- Opening Delimiter -
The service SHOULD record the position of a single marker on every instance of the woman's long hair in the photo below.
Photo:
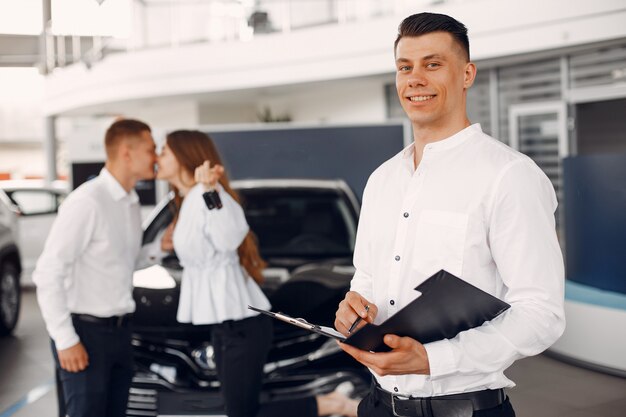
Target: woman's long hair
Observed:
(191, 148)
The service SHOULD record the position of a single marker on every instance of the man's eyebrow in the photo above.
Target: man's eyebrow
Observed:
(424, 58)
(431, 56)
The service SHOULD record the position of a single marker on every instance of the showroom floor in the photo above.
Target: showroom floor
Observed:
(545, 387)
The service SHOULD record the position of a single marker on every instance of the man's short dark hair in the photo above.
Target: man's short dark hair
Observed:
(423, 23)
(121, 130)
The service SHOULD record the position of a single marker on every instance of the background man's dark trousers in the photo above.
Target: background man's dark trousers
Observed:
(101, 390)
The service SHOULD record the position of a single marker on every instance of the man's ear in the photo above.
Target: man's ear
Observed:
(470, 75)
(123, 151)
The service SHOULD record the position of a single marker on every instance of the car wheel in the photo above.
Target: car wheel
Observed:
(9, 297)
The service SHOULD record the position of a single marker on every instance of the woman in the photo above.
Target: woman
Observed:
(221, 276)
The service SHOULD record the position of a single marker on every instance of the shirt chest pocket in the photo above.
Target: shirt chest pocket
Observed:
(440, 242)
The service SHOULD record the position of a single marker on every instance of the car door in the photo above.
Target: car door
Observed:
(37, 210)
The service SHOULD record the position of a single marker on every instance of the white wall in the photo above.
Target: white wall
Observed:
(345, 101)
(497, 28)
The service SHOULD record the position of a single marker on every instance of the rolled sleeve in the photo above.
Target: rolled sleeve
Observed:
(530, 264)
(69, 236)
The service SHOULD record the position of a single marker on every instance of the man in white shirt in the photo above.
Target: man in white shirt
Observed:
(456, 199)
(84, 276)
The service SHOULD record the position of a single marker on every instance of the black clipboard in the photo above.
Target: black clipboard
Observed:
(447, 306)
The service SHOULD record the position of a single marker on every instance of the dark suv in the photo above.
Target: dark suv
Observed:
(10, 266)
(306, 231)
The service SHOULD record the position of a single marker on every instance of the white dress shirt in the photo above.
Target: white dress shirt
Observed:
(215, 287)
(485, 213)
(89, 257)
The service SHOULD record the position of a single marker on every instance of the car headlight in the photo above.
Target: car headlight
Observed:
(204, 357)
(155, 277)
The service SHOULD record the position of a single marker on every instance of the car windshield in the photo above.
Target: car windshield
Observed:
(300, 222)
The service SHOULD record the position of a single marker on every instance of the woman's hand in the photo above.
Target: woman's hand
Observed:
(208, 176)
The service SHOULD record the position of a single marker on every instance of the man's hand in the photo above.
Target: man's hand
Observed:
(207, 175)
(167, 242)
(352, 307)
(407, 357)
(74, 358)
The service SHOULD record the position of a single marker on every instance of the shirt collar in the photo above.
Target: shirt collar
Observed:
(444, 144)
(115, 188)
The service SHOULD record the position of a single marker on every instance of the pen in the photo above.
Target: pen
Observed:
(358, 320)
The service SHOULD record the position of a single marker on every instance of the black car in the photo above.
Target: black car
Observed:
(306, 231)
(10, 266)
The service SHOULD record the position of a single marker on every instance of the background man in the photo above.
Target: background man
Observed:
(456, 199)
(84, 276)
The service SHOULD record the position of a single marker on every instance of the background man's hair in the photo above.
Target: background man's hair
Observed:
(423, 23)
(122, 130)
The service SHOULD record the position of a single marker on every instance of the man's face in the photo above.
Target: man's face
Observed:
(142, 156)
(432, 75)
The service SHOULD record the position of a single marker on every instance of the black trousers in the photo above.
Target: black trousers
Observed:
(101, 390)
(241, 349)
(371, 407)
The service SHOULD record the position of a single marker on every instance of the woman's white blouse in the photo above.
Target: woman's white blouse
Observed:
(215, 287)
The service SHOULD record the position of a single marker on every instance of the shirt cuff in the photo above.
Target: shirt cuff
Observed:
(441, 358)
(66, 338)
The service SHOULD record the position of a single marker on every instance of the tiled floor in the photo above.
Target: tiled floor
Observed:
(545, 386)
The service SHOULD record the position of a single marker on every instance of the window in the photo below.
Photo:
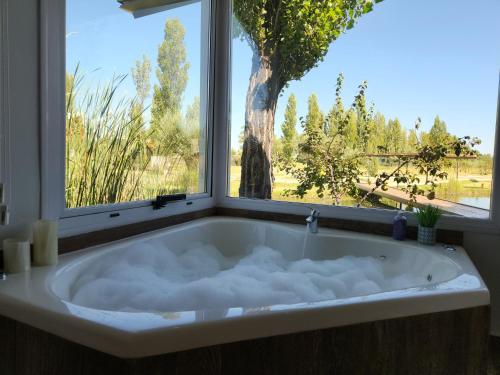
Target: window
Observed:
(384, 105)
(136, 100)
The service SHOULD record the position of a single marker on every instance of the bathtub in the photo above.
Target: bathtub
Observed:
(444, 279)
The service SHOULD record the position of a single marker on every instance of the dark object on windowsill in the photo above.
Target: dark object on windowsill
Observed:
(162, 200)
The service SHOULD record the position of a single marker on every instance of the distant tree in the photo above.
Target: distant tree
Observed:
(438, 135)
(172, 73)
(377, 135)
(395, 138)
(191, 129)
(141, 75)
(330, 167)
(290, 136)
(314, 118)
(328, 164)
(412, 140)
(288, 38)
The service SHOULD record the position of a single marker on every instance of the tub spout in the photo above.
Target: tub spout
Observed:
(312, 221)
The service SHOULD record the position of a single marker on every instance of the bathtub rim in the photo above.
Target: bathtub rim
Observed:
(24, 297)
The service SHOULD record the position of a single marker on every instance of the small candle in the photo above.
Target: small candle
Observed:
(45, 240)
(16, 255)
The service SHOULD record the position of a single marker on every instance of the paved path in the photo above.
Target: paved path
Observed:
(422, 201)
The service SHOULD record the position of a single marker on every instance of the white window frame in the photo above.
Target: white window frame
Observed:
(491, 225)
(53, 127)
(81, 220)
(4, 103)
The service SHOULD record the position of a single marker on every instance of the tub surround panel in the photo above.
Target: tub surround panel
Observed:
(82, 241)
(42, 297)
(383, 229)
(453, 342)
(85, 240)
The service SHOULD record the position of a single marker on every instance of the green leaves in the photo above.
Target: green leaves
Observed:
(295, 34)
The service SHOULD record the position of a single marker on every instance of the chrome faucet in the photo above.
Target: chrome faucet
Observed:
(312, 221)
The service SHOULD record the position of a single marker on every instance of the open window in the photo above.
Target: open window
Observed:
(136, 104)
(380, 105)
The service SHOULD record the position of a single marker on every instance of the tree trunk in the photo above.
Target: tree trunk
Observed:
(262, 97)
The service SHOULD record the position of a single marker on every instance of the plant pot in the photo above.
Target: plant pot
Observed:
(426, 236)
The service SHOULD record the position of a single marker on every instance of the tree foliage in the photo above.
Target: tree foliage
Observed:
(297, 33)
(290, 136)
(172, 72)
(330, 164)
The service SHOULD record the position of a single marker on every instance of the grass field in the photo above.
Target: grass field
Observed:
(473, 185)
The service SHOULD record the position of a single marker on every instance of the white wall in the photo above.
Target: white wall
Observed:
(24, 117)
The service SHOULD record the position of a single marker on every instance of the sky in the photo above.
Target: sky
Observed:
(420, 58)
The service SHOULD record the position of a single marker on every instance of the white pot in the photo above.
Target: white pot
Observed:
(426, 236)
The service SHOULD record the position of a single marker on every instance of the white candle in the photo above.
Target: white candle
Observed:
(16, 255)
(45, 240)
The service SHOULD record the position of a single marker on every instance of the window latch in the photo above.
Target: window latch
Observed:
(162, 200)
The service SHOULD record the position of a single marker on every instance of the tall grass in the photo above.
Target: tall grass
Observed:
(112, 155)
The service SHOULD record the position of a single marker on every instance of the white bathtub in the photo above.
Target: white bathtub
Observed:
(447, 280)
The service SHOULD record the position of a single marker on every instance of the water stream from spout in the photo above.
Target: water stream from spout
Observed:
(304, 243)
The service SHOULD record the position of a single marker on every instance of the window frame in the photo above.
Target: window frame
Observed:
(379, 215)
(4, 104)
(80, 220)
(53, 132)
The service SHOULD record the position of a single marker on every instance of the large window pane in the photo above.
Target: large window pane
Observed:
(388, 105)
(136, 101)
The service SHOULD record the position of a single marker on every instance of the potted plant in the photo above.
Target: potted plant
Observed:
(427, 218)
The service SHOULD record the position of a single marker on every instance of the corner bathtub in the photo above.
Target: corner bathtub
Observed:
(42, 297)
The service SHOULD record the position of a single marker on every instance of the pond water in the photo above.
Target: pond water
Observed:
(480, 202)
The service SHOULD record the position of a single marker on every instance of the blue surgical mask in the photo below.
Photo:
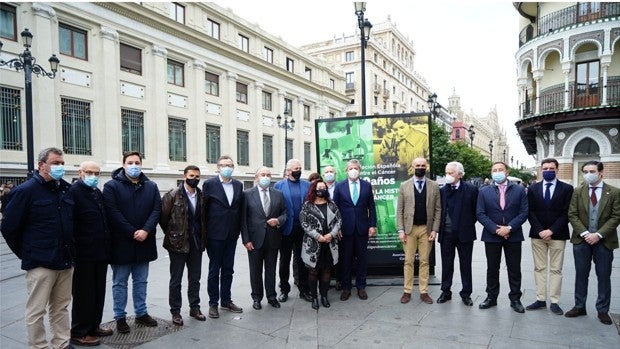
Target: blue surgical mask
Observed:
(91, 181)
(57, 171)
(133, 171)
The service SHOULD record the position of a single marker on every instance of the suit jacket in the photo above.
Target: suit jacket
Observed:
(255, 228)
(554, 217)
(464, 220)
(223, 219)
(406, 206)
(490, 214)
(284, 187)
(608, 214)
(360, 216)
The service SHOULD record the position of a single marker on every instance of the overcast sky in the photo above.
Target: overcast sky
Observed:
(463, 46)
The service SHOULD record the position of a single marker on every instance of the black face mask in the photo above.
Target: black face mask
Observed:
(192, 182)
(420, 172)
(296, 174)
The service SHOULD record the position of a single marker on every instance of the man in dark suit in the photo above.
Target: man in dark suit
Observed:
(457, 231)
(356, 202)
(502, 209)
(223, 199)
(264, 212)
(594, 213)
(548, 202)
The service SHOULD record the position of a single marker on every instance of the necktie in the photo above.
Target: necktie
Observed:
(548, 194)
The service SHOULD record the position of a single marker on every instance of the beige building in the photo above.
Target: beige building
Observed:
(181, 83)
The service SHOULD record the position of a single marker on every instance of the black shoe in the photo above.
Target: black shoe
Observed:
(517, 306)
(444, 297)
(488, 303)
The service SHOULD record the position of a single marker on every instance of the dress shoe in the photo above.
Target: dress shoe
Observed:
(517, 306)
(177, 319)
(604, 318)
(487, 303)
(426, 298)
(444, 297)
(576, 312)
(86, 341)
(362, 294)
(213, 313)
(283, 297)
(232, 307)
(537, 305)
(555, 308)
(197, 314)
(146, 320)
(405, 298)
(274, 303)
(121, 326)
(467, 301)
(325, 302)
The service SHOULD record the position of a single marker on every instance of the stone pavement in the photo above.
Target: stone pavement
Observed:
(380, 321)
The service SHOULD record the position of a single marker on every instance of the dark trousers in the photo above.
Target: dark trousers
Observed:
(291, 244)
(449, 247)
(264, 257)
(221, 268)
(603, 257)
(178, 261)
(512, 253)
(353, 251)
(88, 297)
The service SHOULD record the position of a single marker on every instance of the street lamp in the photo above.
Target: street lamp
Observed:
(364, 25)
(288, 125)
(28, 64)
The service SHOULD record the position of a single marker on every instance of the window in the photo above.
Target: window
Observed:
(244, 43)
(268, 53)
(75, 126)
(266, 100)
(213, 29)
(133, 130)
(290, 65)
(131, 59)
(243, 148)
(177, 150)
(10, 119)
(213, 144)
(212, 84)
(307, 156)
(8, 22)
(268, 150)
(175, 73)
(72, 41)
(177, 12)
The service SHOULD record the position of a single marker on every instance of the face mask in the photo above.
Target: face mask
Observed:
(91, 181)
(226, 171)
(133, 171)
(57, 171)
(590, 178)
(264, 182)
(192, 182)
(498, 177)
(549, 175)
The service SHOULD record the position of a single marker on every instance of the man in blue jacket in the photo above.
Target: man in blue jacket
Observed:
- Closing Delimiter -
▸ What you have to do
A word-for-word copy of the lines above from the one with "Target: black shoe" through the one with "Target: street lamp", inclusive, is the only output wanted.

▸ Expected answer
Target: black shoe
Observed:
(517, 306)
(444, 297)
(488, 303)
The service SHOULD record the position of a single marker on every instance of the dress shoe in the photo above.
Target: dress shoe
Observed:
(517, 306)
(177, 319)
(604, 318)
(487, 303)
(426, 298)
(444, 297)
(576, 312)
(86, 341)
(362, 294)
(213, 313)
(283, 297)
(232, 307)
(537, 305)
(555, 308)
(197, 314)
(146, 320)
(405, 298)
(274, 303)
(121, 326)
(467, 301)
(325, 302)
The service SHOULD record the position of a single marker on every instance of the stone pavement in the photo above.
Target: stone pavement
Observed:
(380, 321)
The service SHOULD record the position of a single marker on every instance of the dark trousers in the photo above.
Target: dark trousers
Observed:
(291, 244)
(449, 247)
(264, 257)
(221, 268)
(603, 257)
(178, 261)
(512, 253)
(353, 251)
(88, 297)
The service SHOULD record the position of a single marker on every instance of the street lamp in the photo above.
Target: street lamp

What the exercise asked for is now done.